__Document section__.
((

Shoulder Joint Injection
A shoulder joint injection is the injection of steroid in the subacromial bursa, acromioclavicular joint or glenohumeral joint. This injection is administered to relieve pain in the shoulder region. Osteoarthritis, post traumatic arthritis, falls and overuse injuries are common causes of pain from the shoulder.
The injection typically serves 3 purposes:
- Therapeutic: to relieve your pain.
- Diagnostic: to help identify the source of your pain.
- Prognostic: to help decide the next step ie. do nothing, second injection (same type of injection or a different injection), physical therapy, or even an evaluation by a surgeon.
The steroid injected reduces swelling and inflammation of tissues in the joint or bursa, which may reduce pain, other symptoms caused by tissue inflammation, irritation, or swelling. The procedure is performed under live x ray (fluoroscopy) and with the use of x ray dye to ensure accuracy and precision. While you are lying on your back, your skin is cleaned with an antiseptic solution. You are monitored with a blood pressure cuff and a blood oxygen monitoring device which monitors your oxygen levels and heart rate. The injection consists of a mixure of local anesthetic (lidocaine) and steroid (methylprednisolone or Depo-medrol). Immediately after the injection, the skin is cleaned and a band-aid is applied. You may experience some “pressure” at the injection site and this may last up to an hour. Your pain may return and you may have some soreness at the injection site for a day or two. This is due to the mechanical process of needle insertion as well as initial irritation from the steroid itself. You many want to apply ice to affected area. At about day #5 you should start noticing pain relief. It may take up to 2 weeks to notice an improvement from the steroids.
Generally speaking, the procedure is safe; however, with any procedure there are risks, side effects, and possibility of complications. The most common side effect is pain- which is temporary. The other risks involve bleeding and infection. The other risks are related to the side effects of cortisone, which include weight gain, increase in blood sugar (mainly in diabetics), water retention, and suppression of the body’s own natural production of cortisone.

))

__Prompt 1__.
List the common causes of shoulder pain that the shoulder joint injection text names.
__Prompt 2__.
Retype the stretch of the shoulder joint injection text from "- Prognostic: to" through "by a surgeon.", character for character.

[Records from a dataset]
((

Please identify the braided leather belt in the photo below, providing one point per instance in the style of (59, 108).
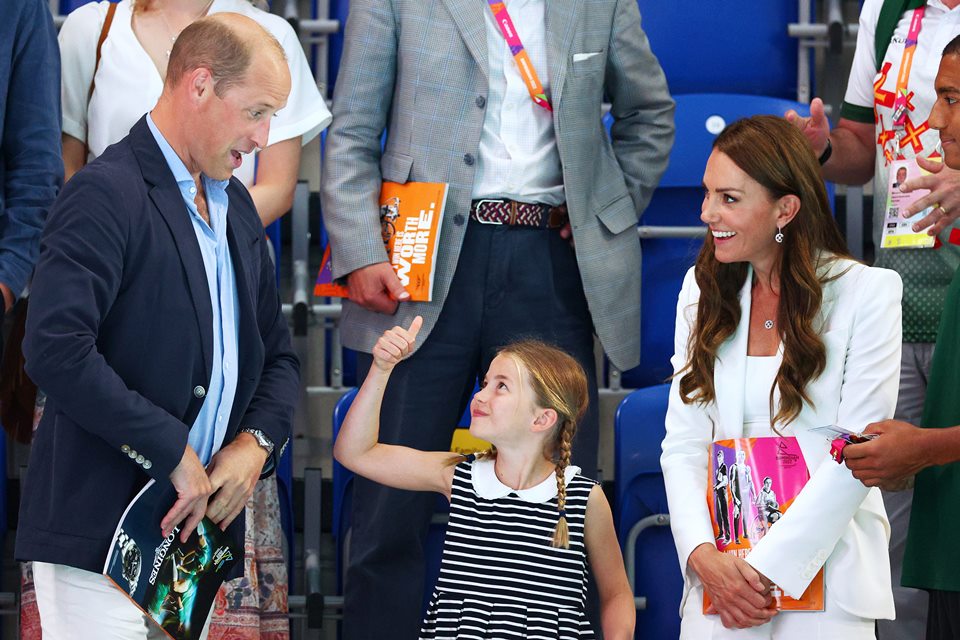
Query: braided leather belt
(522, 214)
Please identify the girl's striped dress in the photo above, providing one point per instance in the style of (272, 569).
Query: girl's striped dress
(500, 577)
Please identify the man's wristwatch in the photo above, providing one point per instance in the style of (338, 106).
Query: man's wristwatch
(262, 439)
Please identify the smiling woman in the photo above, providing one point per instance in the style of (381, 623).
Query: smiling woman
(778, 332)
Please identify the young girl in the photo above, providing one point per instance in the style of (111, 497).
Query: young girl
(523, 522)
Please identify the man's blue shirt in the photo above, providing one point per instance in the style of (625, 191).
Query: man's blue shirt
(31, 168)
(206, 435)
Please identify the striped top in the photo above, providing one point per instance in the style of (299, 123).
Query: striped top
(500, 577)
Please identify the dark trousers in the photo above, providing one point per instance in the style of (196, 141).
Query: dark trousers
(943, 615)
(510, 283)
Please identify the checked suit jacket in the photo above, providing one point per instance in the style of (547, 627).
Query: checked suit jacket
(418, 68)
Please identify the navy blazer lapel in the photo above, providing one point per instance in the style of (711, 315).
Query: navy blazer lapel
(165, 194)
(469, 18)
(561, 25)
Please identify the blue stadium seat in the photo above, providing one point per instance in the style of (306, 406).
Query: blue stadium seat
(676, 202)
(641, 512)
(716, 46)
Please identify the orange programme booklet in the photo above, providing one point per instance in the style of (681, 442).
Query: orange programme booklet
(752, 483)
(410, 218)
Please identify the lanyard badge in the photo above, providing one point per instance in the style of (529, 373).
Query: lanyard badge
(520, 55)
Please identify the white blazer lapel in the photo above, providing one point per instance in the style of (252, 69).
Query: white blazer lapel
(730, 370)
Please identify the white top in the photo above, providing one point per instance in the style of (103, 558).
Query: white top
(518, 157)
(128, 83)
(761, 372)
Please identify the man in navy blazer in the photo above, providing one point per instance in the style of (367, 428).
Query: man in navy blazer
(156, 330)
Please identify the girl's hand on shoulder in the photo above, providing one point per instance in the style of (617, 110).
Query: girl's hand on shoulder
(739, 594)
(395, 345)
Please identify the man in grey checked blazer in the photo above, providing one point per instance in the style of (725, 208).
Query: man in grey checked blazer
(439, 77)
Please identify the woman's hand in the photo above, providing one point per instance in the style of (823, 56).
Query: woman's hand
(395, 345)
(740, 595)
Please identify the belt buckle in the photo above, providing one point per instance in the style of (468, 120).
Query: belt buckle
(479, 214)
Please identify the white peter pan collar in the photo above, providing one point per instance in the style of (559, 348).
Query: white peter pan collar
(488, 485)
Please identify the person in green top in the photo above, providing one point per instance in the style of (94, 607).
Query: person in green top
(930, 454)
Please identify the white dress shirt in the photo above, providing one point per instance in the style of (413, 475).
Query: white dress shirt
(128, 83)
(518, 157)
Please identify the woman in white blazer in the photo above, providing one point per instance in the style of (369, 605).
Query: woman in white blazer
(778, 332)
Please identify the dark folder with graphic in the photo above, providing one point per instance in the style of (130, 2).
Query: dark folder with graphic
(172, 582)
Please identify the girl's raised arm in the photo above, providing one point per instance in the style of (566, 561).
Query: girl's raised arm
(358, 447)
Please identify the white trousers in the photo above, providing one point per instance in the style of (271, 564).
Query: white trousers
(830, 624)
(80, 605)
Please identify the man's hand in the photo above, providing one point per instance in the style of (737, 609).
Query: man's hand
(944, 196)
(816, 128)
(376, 287)
(887, 461)
(234, 472)
(739, 593)
(193, 487)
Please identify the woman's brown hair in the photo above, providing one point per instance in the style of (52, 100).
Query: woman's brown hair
(775, 154)
(558, 383)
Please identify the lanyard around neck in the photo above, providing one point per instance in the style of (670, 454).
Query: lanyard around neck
(909, 48)
(520, 56)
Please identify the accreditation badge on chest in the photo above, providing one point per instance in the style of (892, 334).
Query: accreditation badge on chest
(898, 230)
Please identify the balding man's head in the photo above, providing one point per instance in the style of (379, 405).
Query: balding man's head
(224, 43)
(226, 79)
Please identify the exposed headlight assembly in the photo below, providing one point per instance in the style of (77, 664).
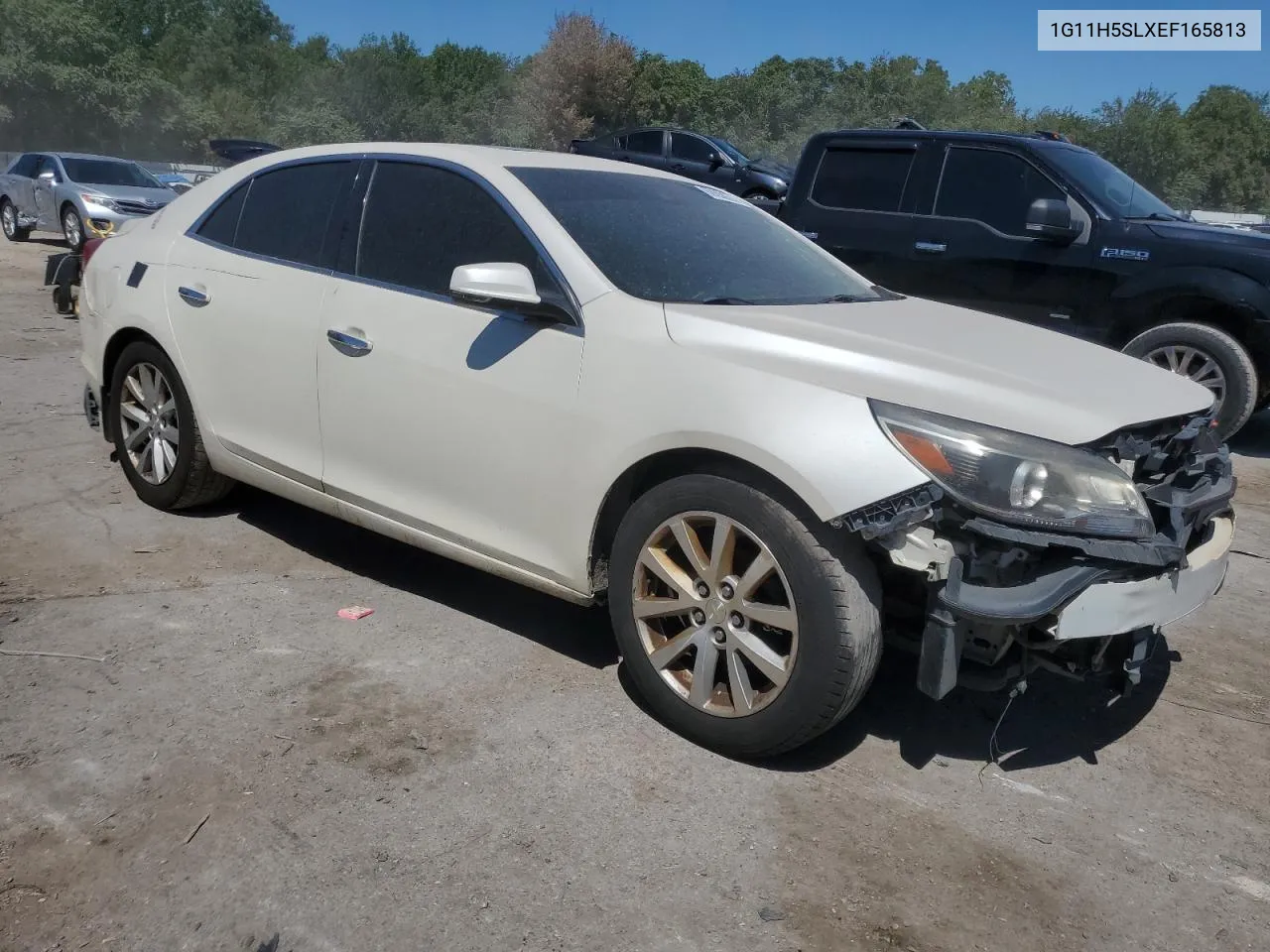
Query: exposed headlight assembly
(1019, 479)
(102, 200)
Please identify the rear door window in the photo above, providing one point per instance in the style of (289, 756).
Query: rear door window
(287, 212)
(422, 222)
(991, 186)
(862, 179)
(648, 143)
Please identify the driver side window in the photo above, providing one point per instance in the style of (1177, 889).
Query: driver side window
(992, 186)
(422, 222)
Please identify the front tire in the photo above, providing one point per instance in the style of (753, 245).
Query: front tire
(744, 630)
(9, 222)
(1206, 356)
(72, 227)
(157, 435)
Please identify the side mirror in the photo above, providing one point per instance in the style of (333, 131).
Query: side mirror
(494, 282)
(1052, 218)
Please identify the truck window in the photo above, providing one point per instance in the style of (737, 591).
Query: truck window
(862, 179)
(991, 186)
(648, 143)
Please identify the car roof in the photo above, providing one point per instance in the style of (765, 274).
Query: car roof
(479, 159)
(87, 155)
(1034, 140)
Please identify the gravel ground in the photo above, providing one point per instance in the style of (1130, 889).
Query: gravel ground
(465, 770)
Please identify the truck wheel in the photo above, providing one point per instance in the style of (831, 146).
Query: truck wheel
(9, 222)
(740, 627)
(157, 435)
(1210, 357)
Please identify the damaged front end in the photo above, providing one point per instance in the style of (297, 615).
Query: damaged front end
(984, 601)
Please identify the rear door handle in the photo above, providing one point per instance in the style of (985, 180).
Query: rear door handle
(193, 298)
(348, 341)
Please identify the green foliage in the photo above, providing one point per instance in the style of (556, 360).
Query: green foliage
(159, 77)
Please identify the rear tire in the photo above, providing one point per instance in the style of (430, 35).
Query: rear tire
(185, 476)
(9, 222)
(833, 594)
(1169, 343)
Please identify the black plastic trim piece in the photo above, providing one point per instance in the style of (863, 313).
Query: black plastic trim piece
(1017, 604)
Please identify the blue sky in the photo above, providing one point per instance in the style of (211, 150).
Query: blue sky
(725, 35)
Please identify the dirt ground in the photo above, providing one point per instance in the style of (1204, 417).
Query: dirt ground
(465, 770)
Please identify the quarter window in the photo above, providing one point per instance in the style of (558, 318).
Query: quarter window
(648, 143)
(422, 222)
(221, 225)
(862, 179)
(991, 186)
(287, 211)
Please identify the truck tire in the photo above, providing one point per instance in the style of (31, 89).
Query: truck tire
(1207, 356)
(746, 656)
(9, 222)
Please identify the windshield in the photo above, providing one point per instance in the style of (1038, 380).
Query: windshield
(667, 240)
(108, 172)
(1111, 188)
(729, 150)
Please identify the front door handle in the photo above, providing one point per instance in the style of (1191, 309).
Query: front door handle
(193, 298)
(349, 341)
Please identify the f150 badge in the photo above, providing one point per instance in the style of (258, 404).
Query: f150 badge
(1129, 254)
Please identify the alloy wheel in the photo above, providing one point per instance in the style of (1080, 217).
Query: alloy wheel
(71, 229)
(149, 421)
(1191, 362)
(715, 613)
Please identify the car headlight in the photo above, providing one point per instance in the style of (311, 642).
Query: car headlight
(1019, 479)
(102, 200)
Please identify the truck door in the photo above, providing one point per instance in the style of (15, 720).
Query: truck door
(970, 245)
(858, 206)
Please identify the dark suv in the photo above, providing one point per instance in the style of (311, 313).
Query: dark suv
(694, 155)
(1040, 230)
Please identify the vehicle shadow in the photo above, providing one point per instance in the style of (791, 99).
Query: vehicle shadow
(1053, 721)
(1254, 439)
(580, 634)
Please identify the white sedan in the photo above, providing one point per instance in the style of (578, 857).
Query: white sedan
(612, 384)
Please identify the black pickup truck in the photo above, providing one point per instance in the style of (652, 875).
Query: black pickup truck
(693, 155)
(1037, 229)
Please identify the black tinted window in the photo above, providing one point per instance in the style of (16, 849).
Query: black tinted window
(26, 166)
(422, 222)
(221, 225)
(648, 143)
(690, 148)
(287, 211)
(864, 179)
(676, 240)
(996, 188)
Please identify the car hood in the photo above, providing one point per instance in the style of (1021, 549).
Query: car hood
(163, 195)
(945, 359)
(1211, 235)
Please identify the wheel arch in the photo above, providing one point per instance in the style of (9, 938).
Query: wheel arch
(1228, 301)
(666, 465)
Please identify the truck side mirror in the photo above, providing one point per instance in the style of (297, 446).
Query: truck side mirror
(1051, 218)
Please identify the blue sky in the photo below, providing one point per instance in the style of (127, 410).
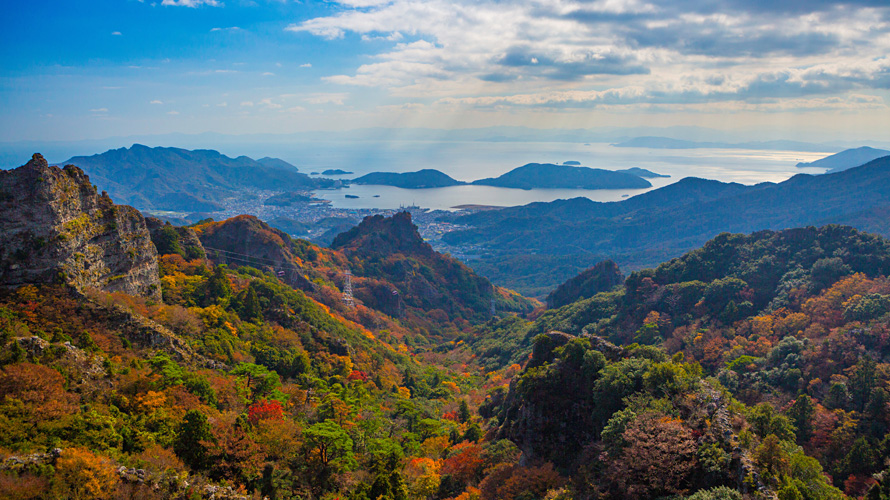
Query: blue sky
(767, 69)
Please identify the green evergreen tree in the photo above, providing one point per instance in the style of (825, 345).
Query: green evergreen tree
(191, 438)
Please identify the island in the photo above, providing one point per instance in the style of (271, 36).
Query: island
(286, 199)
(642, 172)
(550, 176)
(422, 179)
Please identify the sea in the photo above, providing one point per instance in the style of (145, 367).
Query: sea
(468, 161)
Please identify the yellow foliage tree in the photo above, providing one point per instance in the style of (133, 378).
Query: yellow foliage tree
(82, 475)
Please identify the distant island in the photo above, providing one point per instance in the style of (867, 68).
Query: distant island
(186, 180)
(422, 179)
(642, 172)
(276, 163)
(286, 199)
(846, 159)
(550, 176)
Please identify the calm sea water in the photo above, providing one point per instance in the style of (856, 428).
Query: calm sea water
(468, 161)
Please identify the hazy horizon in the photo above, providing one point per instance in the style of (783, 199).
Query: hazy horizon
(815, 71)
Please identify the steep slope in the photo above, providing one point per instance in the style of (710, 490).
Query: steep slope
(180, 179)
(602, 277)
(392, 249)
(647, 229)
(847, 159)
(57, 228)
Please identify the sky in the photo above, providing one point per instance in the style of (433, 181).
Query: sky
(765, 69)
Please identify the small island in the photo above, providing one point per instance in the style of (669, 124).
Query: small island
(287, 199)
(550, 176)
(422, 179)
(642, 172)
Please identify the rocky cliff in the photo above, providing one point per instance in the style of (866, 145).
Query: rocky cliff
(56, 227)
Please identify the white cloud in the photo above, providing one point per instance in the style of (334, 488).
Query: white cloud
(191, 3)
(581, 52)
(268, 104)
(327, 98)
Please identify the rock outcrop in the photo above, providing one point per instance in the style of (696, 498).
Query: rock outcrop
(247, 241)
(169, 239)
(56, 227)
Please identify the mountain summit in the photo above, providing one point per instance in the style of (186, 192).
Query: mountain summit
(57, 227)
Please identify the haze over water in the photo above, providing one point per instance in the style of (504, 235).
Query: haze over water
(468, 161)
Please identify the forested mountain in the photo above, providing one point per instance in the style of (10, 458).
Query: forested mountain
(663, 223)
(793, 324)
(180, 179)
(754, 367)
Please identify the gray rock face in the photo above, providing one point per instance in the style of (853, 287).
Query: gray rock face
(55, 227)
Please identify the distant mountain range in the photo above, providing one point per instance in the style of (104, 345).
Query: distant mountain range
(655, 142)
(550, 176)
(663, 223)
(529, 176)
(184, 180)
(642, 172)
(847, 159)
(426, 178)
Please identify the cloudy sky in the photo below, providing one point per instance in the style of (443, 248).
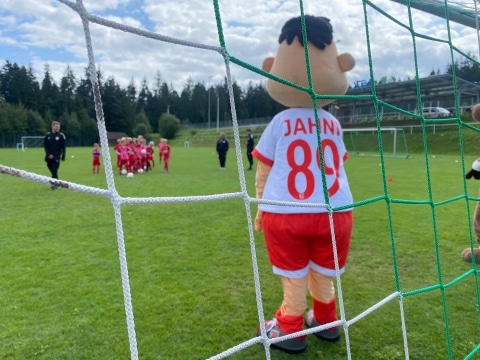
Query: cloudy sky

))

__Task response 1__.
Osteoarthritis, post traumatic arthritis, falls, and overuse injuries.

__Task response 2__.
- Prognostic: to help decide the next step ie. do nothing, second injection (same type of injection or a different injection), physical therapy, or even an evaluation by a surgeon.